La fascinación por las naturalezas y bodegones de Giorgio Morandi
El crítico italiano crea un retrato afectuoso, íntimo y tangible sobre uno de los artistas más exquisitos del siglo XX. WMagazín, con apoyo de Endesa, publica varios pasajes de este libro, de editorial Elba, que arroja luz sobre la búsqueda de la pureza de Morandi a través del silencio y lo sencillo
Presentación WMagazín Uno de los artistas italianos y europeos más exquisitos del siglo XX es Giorgio Morandi (1890-1964). Su búsqueda de la pureza de la naturaleza a través del silencio y lo sencillo es captada por Luigi Magnani (1906-1984) en el libro Mi morandi que publica la editorial Elba. Es el acercamiento a un amigo que conoció en los últimos 25 años de la vida del artista y «tuvo ocasión de observar y escucharlo, de conocerlo, en suma, todo lo que se puede llegar a conocer un alma esquiva y refinada como la suya». El resultado de esa amistad y complicidad «es un retrato afectuoso, el más íntimo y tangible que existe sobre el artista, escrito desde una sensibilidad y erudición reservadas sólo a los sinceros amantes del arte».
WMagazín, con apoyo de Endesa, publica varios pasajes de este libro para iluminar aspectos clave de la obra de este artista fascinante. ¿Por qué Morandi es uno de los artistas más exquisitos del siglo XX? ¿Por qué fascinan sus naturalezas y bodegones? «Tenía como función aislar el objeto de su contexto natural, redimirlo de todas sus funciones prácticas para contemplarlo ‘en su puro ser’. Su pintura tiende a trascender el dato sensible, el aspecto en el que se percibe comúnmente el mundo exterior, obligándonos a volver a entrar en nosotros mismos, a reconocer en la obra de arte un valor expresivo, que aporta un significado más profundo», escribe el crítico italiano.
El libro lo completan las cartas que Morandi envió a Magnani: breves pero evocadoras, contenidas pero portadoras de una indudable estima, que, según la editorial, son un reflejo de la personalidad lúcida y austera que hay tras los objetos silenciosos de sus cuadros.
«La fascinación de Magnani por la ‘falta de contenido’ y la ‘forma’ de Morandi acerca su personalidad a la del director Michelangelo Antonioni, a la conciencia de la fundamental soledad del hombre y la capacidad de comunicarse sólo espiritualmente», escribe Stafano Raffi en el prólogo del libro.

Ejercicio A:
Devuelve todas las líneas de los registros que contengan la palabra "coat", teniendo en cuenta las mayúsculas y minúsculas.

Registros extraídos:
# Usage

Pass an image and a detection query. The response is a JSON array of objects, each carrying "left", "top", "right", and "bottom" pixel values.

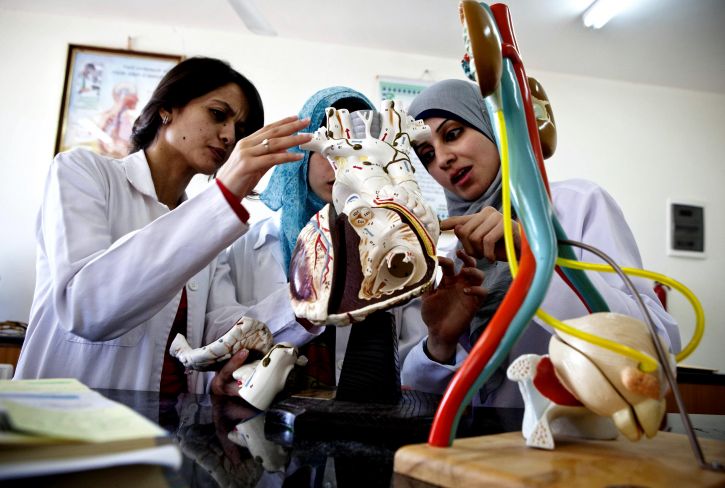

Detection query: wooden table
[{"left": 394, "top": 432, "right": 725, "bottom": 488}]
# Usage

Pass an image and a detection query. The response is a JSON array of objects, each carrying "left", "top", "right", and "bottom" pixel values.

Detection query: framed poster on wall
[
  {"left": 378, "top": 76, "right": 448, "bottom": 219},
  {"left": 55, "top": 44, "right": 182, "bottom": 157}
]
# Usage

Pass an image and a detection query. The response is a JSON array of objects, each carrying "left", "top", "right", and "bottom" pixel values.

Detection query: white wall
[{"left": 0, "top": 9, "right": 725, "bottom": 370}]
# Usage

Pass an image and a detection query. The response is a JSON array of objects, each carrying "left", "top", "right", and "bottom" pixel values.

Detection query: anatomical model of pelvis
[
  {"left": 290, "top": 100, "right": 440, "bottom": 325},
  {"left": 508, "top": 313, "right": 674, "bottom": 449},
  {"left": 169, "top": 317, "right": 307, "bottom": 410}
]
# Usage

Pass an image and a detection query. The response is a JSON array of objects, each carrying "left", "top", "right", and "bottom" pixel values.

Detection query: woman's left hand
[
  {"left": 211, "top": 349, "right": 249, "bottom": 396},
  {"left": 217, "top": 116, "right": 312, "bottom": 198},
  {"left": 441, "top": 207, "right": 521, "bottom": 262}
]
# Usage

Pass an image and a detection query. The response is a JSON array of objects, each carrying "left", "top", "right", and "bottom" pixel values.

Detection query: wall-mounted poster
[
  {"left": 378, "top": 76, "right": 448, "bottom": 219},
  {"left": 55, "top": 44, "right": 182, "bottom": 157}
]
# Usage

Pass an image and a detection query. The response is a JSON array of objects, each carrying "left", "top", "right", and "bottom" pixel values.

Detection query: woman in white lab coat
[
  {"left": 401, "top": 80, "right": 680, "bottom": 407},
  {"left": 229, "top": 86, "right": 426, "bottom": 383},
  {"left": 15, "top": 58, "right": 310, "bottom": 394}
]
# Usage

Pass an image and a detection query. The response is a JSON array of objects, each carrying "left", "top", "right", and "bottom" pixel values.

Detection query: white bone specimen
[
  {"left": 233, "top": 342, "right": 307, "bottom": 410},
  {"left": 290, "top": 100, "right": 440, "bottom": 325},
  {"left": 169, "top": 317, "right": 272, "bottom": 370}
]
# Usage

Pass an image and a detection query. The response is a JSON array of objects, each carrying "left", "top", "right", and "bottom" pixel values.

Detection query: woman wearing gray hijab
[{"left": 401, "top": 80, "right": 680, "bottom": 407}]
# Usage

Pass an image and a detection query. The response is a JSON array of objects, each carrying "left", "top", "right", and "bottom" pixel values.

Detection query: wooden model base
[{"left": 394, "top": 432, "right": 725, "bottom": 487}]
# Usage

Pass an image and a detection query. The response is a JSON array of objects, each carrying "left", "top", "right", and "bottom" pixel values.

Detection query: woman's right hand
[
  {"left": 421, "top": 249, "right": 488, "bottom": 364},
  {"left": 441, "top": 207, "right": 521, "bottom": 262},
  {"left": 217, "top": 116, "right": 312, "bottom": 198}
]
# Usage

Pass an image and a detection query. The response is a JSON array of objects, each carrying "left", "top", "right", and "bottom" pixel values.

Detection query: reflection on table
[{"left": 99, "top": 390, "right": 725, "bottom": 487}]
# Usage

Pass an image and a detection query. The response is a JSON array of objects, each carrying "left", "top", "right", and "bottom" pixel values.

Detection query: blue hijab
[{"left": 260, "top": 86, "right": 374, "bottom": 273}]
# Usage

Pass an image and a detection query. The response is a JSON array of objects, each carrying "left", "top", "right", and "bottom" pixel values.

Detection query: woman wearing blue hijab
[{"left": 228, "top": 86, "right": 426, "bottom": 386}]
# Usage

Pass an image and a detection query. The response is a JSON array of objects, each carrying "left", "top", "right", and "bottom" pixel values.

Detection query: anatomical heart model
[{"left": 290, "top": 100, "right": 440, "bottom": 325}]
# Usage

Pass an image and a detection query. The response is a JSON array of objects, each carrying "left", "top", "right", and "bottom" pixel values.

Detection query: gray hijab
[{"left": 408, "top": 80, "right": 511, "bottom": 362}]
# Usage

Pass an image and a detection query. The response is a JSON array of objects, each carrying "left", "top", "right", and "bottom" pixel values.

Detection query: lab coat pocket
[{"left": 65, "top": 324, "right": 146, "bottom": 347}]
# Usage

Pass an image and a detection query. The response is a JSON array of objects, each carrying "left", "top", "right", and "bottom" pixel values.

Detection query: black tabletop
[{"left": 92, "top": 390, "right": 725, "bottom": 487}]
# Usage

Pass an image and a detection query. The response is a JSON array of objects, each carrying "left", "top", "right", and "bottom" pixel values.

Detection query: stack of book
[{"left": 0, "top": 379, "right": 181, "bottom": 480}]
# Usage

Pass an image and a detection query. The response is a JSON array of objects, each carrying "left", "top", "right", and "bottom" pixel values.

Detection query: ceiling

Ejercicio B:
Indica si cada afirmación concuerda con el texto sobre Giorgio Morandi: (i) Magnani conoció a Morandi durante los últimos 25 años de la vida del artista; (ii) el libro de Magnani lo publica la editorial Elba; (iii) las cartas que Morandi envió a Magnani son largas y detalladas. Responde sí o no a cada una y cita literalmente las palabras del texto que lo deciden.

Respuesta A:
Detection query: woman in white lab coat
Detection query: lab coat pocket

Respuesta B:
(i) Sí: «un amigo que conoció en los últimos 25 años de la vida del artista».
(ii) Sí: «en el libro Mi morandi que publica la editorial Elba».
(iii) No: «breves pero evocadoras».